→ 提供材料:
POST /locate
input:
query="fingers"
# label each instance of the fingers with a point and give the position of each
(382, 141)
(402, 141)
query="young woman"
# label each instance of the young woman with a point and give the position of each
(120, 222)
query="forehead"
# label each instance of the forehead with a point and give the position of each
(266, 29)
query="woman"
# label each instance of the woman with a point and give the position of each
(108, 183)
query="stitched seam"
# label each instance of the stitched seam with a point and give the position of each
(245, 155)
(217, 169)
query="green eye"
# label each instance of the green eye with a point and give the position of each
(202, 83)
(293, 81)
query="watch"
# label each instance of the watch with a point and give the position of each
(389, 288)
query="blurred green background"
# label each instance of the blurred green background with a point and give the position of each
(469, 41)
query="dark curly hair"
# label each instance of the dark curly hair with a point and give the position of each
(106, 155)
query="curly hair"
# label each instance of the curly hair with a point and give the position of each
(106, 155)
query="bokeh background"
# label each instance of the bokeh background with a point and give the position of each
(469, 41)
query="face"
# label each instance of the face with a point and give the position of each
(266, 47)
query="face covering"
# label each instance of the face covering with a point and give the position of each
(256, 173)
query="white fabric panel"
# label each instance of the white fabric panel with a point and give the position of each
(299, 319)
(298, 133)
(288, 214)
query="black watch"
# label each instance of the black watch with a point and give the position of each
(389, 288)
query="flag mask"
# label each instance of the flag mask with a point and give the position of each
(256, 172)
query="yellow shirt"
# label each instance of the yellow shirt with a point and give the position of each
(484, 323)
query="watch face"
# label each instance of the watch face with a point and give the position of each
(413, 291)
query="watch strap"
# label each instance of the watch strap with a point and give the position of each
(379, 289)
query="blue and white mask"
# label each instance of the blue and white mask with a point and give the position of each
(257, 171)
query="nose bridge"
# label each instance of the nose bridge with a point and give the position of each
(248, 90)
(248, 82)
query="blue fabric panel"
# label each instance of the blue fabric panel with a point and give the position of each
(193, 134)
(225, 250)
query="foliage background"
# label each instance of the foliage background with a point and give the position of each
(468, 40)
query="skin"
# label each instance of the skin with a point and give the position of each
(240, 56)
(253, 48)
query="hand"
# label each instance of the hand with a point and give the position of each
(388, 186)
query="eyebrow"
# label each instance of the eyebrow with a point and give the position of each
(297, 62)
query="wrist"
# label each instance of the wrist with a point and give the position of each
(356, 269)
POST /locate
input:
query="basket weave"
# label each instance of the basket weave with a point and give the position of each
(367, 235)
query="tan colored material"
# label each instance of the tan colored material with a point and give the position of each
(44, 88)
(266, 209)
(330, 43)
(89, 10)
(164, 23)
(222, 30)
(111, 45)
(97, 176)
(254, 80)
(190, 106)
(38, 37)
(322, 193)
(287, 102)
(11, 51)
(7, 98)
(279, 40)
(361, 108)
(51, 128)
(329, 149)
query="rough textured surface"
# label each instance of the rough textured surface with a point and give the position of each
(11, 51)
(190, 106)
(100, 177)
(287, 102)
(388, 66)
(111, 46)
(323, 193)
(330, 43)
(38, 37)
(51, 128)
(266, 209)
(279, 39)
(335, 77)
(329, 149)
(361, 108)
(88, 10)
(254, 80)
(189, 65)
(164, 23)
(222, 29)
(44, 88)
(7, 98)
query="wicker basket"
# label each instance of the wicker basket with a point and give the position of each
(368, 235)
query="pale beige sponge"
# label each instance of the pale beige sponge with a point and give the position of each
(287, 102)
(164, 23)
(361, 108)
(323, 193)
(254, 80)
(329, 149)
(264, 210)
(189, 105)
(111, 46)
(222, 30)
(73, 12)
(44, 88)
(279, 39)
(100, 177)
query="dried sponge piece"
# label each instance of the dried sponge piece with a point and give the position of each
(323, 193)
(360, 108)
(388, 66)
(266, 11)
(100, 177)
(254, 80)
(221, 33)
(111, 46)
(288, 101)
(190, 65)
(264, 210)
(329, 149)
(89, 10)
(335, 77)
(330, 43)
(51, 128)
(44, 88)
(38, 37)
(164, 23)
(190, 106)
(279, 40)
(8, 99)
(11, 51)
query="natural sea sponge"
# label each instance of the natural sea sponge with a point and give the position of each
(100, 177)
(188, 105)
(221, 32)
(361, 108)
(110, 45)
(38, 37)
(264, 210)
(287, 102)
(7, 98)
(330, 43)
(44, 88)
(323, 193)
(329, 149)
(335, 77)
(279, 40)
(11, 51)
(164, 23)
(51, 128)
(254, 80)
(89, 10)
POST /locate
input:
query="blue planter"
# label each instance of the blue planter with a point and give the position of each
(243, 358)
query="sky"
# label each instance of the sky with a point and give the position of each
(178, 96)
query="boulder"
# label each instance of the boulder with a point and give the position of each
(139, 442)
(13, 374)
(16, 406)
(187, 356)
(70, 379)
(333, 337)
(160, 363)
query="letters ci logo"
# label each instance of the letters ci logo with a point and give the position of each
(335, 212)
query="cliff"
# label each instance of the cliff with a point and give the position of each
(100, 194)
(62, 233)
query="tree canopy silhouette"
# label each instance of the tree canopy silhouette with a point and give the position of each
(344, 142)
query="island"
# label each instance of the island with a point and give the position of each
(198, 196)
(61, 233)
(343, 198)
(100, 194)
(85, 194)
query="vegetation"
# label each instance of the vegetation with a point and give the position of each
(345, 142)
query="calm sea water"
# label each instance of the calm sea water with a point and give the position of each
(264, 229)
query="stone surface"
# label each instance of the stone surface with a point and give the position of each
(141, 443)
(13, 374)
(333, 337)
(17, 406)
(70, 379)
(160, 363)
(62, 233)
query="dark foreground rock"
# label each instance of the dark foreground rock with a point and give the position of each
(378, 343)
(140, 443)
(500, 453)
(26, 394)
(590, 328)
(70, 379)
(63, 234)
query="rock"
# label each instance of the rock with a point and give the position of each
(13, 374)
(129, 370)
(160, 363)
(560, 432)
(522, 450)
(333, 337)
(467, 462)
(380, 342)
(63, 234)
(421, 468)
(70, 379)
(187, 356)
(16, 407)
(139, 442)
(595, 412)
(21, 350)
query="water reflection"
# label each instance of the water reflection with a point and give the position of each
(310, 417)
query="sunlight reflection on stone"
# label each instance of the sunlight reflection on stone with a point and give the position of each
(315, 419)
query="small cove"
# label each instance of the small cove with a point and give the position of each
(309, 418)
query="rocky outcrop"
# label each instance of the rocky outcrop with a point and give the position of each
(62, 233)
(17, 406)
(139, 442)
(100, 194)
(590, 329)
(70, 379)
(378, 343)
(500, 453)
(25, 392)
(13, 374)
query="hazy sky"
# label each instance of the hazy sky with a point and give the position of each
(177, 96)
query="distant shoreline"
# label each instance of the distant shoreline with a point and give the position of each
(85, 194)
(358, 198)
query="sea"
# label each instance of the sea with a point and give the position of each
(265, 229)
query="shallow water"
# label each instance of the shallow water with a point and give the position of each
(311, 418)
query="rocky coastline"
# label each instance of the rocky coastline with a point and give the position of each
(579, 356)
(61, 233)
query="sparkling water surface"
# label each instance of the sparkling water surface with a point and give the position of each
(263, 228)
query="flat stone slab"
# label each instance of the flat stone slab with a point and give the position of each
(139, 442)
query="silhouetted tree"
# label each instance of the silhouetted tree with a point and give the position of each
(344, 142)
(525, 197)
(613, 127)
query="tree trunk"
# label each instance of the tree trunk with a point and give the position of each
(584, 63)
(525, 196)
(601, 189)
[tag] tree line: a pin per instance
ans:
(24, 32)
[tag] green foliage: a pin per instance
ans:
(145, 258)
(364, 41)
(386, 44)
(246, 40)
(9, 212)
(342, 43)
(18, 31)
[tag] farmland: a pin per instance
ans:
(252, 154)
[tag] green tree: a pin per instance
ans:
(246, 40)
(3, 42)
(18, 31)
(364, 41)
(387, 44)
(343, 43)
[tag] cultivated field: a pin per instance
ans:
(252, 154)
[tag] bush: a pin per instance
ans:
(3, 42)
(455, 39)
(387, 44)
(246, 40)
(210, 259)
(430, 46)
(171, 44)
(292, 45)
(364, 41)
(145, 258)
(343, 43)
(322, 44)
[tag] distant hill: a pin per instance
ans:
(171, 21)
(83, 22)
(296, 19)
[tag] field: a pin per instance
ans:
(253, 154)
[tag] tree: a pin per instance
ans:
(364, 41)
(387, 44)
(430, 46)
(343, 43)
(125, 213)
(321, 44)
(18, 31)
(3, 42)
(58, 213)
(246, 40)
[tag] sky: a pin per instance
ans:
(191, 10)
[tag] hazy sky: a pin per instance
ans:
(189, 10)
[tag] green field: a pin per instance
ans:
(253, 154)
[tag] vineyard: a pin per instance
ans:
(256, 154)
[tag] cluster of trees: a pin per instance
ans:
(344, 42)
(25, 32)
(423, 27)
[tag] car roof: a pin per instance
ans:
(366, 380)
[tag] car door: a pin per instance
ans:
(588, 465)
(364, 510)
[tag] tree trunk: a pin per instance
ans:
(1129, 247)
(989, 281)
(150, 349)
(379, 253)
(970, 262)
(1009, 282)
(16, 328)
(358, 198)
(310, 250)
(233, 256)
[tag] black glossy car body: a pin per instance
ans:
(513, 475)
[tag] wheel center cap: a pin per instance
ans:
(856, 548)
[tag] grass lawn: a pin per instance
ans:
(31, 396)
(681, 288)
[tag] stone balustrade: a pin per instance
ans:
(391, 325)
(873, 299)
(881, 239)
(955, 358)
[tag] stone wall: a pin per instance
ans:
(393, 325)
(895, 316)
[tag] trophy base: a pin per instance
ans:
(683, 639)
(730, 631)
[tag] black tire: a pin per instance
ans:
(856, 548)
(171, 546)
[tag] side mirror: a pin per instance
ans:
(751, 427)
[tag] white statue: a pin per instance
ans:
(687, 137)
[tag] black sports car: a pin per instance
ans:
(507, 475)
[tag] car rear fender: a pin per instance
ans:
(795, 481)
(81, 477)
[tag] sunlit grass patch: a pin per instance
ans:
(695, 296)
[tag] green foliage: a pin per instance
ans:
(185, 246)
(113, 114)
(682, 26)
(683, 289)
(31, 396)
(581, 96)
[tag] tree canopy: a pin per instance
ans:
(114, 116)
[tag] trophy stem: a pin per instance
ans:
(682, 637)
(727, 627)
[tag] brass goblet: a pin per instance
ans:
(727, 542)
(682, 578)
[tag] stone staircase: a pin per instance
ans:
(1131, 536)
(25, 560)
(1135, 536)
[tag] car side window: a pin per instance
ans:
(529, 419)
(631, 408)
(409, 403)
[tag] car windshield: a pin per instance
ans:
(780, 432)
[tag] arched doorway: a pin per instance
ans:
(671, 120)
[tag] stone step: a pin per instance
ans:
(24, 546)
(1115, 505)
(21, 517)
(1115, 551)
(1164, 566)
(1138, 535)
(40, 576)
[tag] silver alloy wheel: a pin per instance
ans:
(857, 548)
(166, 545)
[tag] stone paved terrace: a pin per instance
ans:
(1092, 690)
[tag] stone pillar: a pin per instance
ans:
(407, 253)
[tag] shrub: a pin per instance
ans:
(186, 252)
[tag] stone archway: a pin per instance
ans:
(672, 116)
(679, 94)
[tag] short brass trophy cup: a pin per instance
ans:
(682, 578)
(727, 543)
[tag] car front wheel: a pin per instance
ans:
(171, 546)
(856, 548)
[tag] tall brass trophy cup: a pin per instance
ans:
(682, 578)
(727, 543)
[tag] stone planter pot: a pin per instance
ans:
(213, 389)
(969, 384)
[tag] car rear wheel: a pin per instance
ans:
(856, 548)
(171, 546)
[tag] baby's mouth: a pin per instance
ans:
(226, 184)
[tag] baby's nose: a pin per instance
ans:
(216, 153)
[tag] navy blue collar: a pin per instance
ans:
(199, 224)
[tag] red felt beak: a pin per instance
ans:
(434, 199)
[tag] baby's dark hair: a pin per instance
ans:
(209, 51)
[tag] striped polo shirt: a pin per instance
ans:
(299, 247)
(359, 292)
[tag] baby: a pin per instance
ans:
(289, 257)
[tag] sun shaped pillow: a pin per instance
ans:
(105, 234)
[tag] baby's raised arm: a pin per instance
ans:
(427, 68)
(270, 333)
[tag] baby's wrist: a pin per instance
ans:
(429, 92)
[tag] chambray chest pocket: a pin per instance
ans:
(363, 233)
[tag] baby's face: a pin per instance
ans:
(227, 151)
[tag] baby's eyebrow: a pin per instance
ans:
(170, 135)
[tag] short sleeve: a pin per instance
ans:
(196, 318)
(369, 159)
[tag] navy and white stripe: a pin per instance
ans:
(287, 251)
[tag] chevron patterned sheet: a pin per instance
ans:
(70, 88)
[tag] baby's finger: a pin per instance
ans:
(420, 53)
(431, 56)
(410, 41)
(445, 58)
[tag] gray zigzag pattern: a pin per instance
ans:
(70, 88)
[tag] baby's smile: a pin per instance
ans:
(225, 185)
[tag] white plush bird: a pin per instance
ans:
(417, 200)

→ 任务目标: 请把记录中从含有“[tag] baby's smile: a pin per instance”的那一行起、直到记录结尾的这一段整理成 JSON 字符串列表，首尾两行都包括在内。每行对应一个字符串，空行略去。

→ 练习结果:
[
  "[tag] baby's smile: a pin per instance",
  "ans:",
  "(225, 185)",
  "[tag] white plush bird: a pin per instance",
  "ans:",
  "(417, 200)"
]